### TO BE DONE:
Render the part of the data that opens with the line containing "One point goes on every instance of the tree branch" and closes with the line containing "x=260 y=442" as a numbered list, with both of those lines included and any blank lines omitted. Number only those lines.

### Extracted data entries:
************

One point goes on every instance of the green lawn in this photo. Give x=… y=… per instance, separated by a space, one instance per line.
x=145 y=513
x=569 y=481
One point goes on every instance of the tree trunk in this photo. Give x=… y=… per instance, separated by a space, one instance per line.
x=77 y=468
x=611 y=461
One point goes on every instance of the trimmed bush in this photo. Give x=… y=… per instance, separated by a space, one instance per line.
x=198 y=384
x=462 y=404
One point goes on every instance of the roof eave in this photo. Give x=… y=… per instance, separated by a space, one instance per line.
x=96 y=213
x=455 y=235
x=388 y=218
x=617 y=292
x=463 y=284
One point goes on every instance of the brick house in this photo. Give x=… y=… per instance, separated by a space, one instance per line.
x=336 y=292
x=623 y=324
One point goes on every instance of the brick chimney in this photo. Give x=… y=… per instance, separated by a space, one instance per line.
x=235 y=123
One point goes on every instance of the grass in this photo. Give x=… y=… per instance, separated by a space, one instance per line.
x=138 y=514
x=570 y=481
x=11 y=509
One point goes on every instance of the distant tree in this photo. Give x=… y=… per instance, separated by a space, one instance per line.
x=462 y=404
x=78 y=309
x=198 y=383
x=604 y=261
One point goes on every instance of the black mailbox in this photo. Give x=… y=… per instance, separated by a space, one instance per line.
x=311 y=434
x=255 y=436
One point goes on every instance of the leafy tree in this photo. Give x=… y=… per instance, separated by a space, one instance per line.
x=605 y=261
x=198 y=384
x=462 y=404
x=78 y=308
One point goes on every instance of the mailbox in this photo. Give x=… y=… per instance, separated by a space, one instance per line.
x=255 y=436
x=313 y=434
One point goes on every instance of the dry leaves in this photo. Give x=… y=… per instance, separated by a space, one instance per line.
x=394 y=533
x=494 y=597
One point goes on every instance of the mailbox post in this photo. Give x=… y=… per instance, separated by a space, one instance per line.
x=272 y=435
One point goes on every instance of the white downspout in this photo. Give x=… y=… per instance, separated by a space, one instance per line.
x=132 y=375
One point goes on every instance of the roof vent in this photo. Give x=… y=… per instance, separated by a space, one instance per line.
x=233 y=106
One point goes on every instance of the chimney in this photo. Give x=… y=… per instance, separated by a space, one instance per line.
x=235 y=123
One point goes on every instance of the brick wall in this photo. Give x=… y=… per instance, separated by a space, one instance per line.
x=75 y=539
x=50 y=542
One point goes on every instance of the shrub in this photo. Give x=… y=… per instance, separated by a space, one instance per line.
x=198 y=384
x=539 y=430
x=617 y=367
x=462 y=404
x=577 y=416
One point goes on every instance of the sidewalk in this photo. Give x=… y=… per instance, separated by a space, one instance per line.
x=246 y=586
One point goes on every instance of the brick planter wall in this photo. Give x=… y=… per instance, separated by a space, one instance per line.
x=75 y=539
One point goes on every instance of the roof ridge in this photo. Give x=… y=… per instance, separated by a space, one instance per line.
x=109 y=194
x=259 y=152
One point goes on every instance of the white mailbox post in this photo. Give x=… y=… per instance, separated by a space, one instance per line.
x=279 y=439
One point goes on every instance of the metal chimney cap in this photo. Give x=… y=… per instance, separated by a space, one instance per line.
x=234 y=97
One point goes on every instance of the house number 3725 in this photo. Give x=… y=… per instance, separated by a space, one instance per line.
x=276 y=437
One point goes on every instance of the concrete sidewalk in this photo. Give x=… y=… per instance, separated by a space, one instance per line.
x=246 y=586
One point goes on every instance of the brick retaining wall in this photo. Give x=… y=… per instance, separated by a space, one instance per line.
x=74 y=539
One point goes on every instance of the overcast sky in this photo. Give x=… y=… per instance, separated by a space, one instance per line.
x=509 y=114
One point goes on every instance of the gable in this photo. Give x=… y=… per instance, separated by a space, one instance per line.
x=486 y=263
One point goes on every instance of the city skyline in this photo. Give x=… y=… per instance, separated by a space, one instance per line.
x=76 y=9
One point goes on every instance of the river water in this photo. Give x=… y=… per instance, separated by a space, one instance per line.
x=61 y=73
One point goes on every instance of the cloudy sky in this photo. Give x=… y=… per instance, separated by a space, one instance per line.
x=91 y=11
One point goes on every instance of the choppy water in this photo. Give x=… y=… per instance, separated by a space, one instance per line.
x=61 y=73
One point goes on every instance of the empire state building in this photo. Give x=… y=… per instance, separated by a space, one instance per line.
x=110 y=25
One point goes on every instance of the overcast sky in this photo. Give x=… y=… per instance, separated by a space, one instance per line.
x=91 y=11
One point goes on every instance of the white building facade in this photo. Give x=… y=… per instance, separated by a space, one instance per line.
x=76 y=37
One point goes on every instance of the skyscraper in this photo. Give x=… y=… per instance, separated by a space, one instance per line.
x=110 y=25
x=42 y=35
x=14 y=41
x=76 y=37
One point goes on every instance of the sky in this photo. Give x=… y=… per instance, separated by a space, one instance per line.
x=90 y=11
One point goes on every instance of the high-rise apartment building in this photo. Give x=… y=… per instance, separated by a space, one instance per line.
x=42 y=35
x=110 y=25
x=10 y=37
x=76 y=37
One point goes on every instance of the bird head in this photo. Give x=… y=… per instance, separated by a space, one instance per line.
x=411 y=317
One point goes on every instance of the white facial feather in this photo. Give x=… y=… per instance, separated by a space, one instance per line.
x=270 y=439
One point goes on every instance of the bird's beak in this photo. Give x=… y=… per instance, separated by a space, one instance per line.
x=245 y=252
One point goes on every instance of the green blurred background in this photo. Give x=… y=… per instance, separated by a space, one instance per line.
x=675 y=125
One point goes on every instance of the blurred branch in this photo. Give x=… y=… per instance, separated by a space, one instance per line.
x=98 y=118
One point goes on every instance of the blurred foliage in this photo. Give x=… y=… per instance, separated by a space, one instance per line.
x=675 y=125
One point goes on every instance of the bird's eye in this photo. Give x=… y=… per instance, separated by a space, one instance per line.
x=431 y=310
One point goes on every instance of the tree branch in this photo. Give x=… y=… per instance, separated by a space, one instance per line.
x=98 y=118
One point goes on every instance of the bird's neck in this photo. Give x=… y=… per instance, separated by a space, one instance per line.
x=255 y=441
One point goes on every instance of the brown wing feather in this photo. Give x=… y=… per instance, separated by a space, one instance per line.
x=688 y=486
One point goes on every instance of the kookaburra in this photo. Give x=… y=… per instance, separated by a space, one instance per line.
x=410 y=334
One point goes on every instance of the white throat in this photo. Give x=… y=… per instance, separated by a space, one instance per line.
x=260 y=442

************

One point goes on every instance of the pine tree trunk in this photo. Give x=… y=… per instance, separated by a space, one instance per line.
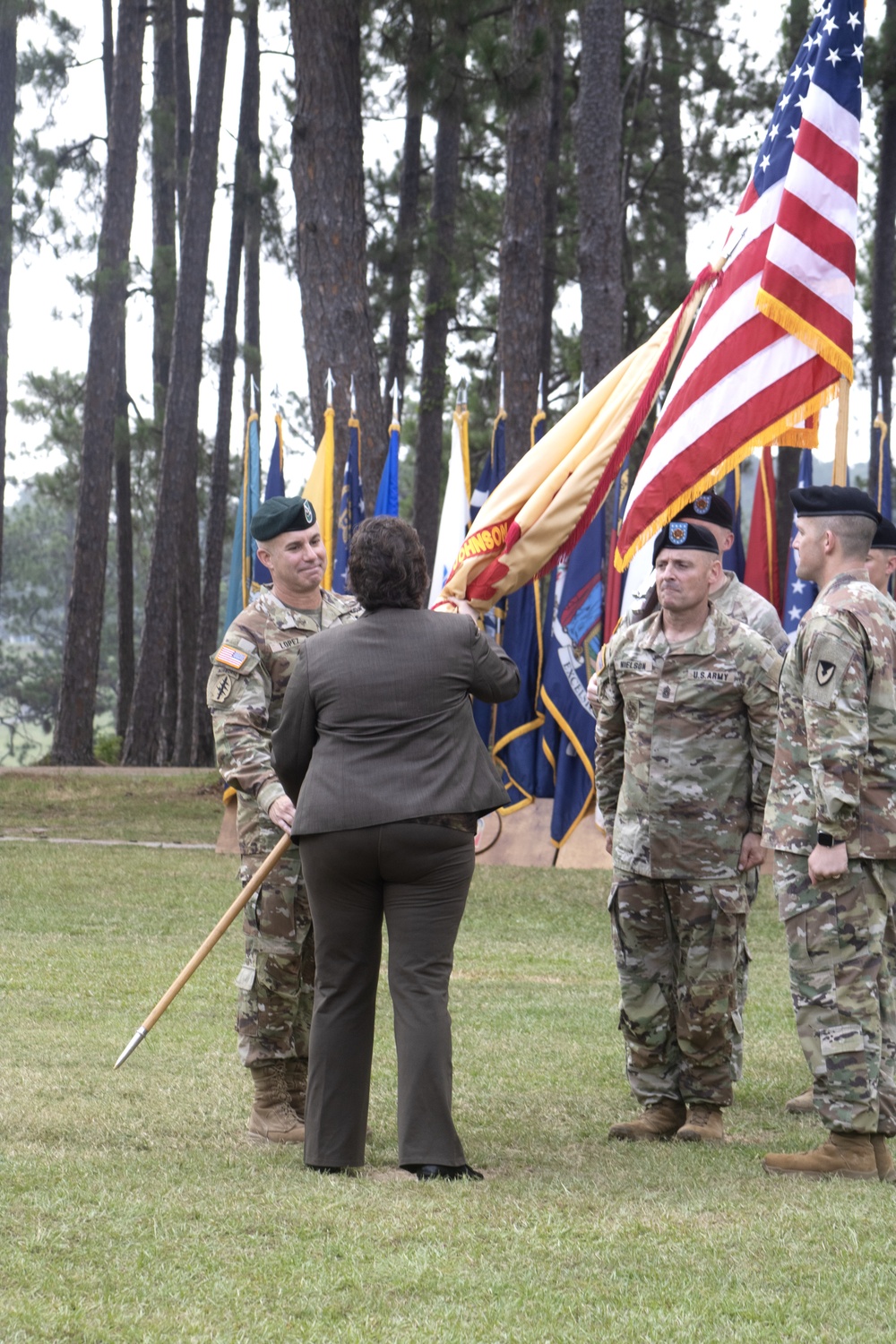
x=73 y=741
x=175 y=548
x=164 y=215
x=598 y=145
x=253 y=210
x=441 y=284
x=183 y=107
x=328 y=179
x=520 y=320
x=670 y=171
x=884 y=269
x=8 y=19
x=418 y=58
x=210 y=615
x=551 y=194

************

### ANSWER BELOW:
1. One point goes on every instance of the tree branch in this photo. Give x=… y=… per instance, separated by a space, one instance per line.
2. x=98 y=118
3. One point goes on every instance of the bird's neck in this photo. Give x=… y=… per instance, separated by a space, one instance per line.
4. x=255 y=441
5. One point goes on every instance of the brown wing feather in this photo. Give x=… y=… per instance, separated by a space, one instance per line.
6. x=688 y=486
7. One point goes on every instance of the kookaburra in this photo. Give x=… y=… per instance, separated by a space, one instance per line.
8. x=410 y=334
9. One point goes on every instance of the white throat in this photo. Give x=… y=… per instance, separated by a space, one instance per line.
10. x=260 y=442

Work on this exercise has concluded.